> **Data supplied**:
-- Opening Marker --

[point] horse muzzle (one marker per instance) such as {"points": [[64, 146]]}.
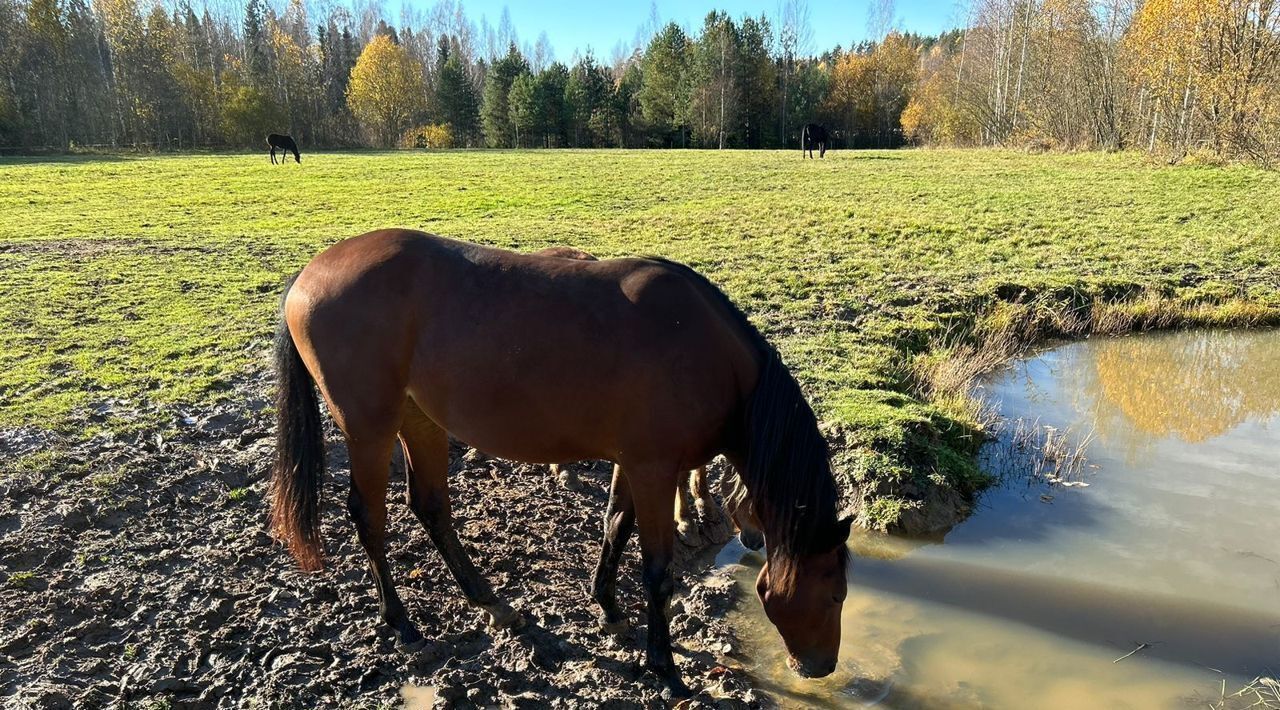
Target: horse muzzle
{"points": [[812, 668]]}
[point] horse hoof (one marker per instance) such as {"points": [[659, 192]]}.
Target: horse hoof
{"points": [[673, 687]]}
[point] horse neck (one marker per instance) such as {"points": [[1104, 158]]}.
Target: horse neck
{"points": [[784, 466]]}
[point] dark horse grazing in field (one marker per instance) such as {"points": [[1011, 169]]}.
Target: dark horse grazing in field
{"points": [[535, 358], [286, 145], [813, 134]]}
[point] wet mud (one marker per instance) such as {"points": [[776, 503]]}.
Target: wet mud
{"points": [[140, 573]]}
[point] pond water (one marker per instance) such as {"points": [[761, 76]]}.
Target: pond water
{"points": [[1170, 546]]}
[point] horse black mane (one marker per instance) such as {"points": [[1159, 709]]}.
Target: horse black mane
{"points": [[787, 463]]}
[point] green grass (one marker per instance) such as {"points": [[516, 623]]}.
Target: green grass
{"points": [[156, 278]]}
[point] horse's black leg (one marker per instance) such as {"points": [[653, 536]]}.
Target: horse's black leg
{"points": [[370, 463], [426, 456], [620, 520], [654, 518]]}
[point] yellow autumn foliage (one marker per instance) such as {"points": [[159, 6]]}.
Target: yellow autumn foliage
{"points": [[385, 91]]}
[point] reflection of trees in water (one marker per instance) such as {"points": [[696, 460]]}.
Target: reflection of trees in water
{"points": [[1191, 385]]}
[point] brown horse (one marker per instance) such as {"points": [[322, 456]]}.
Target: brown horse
{"points": [[694, 482], [638, 361]]}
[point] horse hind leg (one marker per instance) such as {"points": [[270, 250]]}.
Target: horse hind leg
{"points": [[426, 457], [620, 520], [366, 503]]}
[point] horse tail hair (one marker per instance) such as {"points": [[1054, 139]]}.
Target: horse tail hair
{"points": [[298, 471]]}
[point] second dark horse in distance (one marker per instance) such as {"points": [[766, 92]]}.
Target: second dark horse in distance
{"points": [[547, 360], [286, 145], [813, 136]]}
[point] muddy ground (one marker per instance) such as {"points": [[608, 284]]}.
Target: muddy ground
{"points": [[141, 575]]}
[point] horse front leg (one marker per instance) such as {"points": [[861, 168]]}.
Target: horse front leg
{"points": [[653, 495], [426, 457], [620, 520]]}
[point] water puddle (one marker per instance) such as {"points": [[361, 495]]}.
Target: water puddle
{"points": [[1155, 585]]}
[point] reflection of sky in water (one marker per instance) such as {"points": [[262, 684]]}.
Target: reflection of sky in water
{"points": [[1187, 489], [1028, 603]]}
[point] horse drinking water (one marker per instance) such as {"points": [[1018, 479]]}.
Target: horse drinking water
{"points": [[539, 358]]}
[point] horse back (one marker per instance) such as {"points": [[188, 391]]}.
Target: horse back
{"points": [[534, 357]]}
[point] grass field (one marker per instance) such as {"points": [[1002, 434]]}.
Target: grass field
{"points": [[156, 278]]}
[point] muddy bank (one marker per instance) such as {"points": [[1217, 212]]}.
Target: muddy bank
{"points": [[141, 571]]}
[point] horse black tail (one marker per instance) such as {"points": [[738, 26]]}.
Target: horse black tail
{"points": [[300, 463]]}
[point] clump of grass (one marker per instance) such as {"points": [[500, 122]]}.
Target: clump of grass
{"points": [[1260, 694], [1033, 452]]}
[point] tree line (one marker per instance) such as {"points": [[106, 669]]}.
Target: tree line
{"points": [[1174, 77], [1166, 76]]}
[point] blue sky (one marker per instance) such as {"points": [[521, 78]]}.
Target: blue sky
{"points": [[602, 23]]}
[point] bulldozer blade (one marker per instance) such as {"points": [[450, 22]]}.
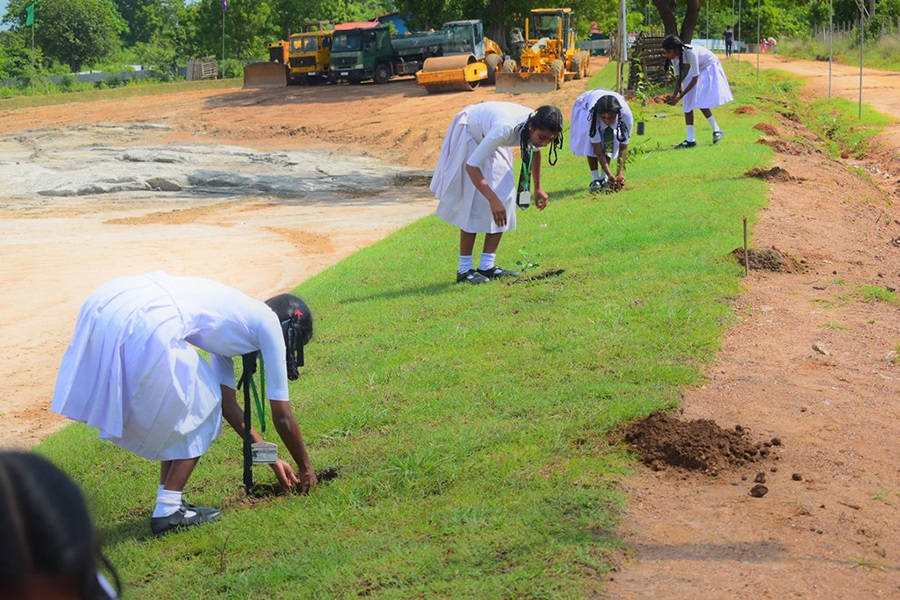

-- Closing Marker --

> **Work to complete**: A faithful copy of all the lines above is needed, with the pictures omitted.

> **Solution for this problem**:
[point] horse muzzle (one marker per instance) such as {"points": [[64, 146]]}.
Target: horse muzzle
{"points": [[812, 668]]}
[point] horse hoof (one marker per instance) such as {"points": [[659, 192]]}.
Target: horse hoof
{"points": [[673, 687]]}
[point] horse neck (one marker per instance) such as {"points": [[1104, 158]]}.
Target: horse neck
{"points": [[784, 466]]}
[point] dark horse grazing in field (one marker per instance) such as {"points": [[1011, 169]]}.
Target: dark horse grazing in field
{"points": [[535, 358], [286, 145], [813, 134]]}
[point] wet mud (one marker per instance) such as {"points": [[776, 503]]}.
Target: wet mud
{"points": [[140, 573]]}
[point] pond water (one marker per instance) such as {"points": [[761, 76]]}.
Target: pond water
{"points": [[1170, 546]]}
[point] horse black mane (one marker per instance) such as {"points": [[1159, 709]]}.
Target: horse black mane
{"points": [[787, 463]]}
[point] green grass (one marker per instance) such as {"points": [[516, 623]]}.
Target: green grass
{"points": [[156, 278]]}
[point] horse's black leg (one marker per instance) such as {"points": [[653, 536]]}.
Target: horse's black leg
{"points": [[370, 463], [426, 456], [620, 520], [654, 518]]}
[point] yellow autumn foliage (one marker per instance) such as {"points": [[159, 6]]}.
Target: yellow autumn foliage
{"points": [[385, 91]]}
[point] reflection of trees in water (one marker per instance) such as {"points": [[696, 460]]}.
Target: reflection of trees in water
{"points": [[1191, 385]]}
[point] brown horse (one marker per instance) such as {"points": [[322, 456]]}.
Target: brown horse
{"points": [[694, 482], [638, 361]]}
[point] horse hind leg (one marker per instance) such as {"points": [[270, 250]]}.
Target: horse hind leg
{"points": [[426, 457], [620, 520], [366, 503]]}
[point] horse tail hair (one marker per instance) such as {"points": [[1054, 139]]}.
Target: horse tail hair
{"points": [[298, 471]]}
[point] second dark horse in distance (one marker per instance) such as {"points": [[766, 92]]}.
Target: second dark horse in distance
{"points": [[547, 360], [286, 145], [813, 136]]}
[point] muddy ground (one marker per instance) such as {"points": [[608, 284]]}.
Target: muddy ground
{"points": [[141, 575]]}
[point] horse front leg (one marker per instance) such as {"points": [[861, 168]]}.
Target: horse front leg
{"points": [[653, 495], [426, 457], [620, 520]]}
[point] water puddle (one marker per instance) such as {"points": [[361, 495]]}.
Target: water puddle
{"points": [[1155, 585]]}
[point] reflection of sky in water (one marker per instance) such as {"points": [[262, 684]]}.
Target: reflection of sky in water
{"points": [[1187, 489], [1028, 603]]}
[point] horse drinking water (one marker per instance) such as {"points": [[1018, 479]]}.
Target: horse drinking water
{"points": [[539, 358]]}
[point] horse back (one marker per instance) such as {"points": [[188, 391]]}.
Target: horse back
{"points": [[534, 357]]}
[point] grass field (one marker per instance) such as {"points": [[1002, 434]]}.
Target: grass field
{"points": [[156, 278]]}
[point] muddy bank (one marker per instance) such as {"points": [[1217, 212]]}.
Target: muddy bank
{"points": [[141, 571]]}
[point] horse black tail (one marker per instance) such as {"points": [[738, 26]]}.
Target: horse black tail
{"points": [[300, 463]]}
[point] clump of grass (one marker per instance) such as {"points": [[500, 122]]}.
Target: clump of grass
{"points": [[1260, 694], [1033, 452]]}
[point] tree line (one marker per instance) such as {"points": [[106, 669]]}.
Target: tree line
{"points": [[1174, 77], [1166, 76]]}
[point] blue sky (one marker per instance) such as {"points": [[521, 78]]}.
Target: blue sky
{"points": [[602, 23]]}
[point] bulldozer blade (one marker per instance) such as {"points": [[450, 22]]}.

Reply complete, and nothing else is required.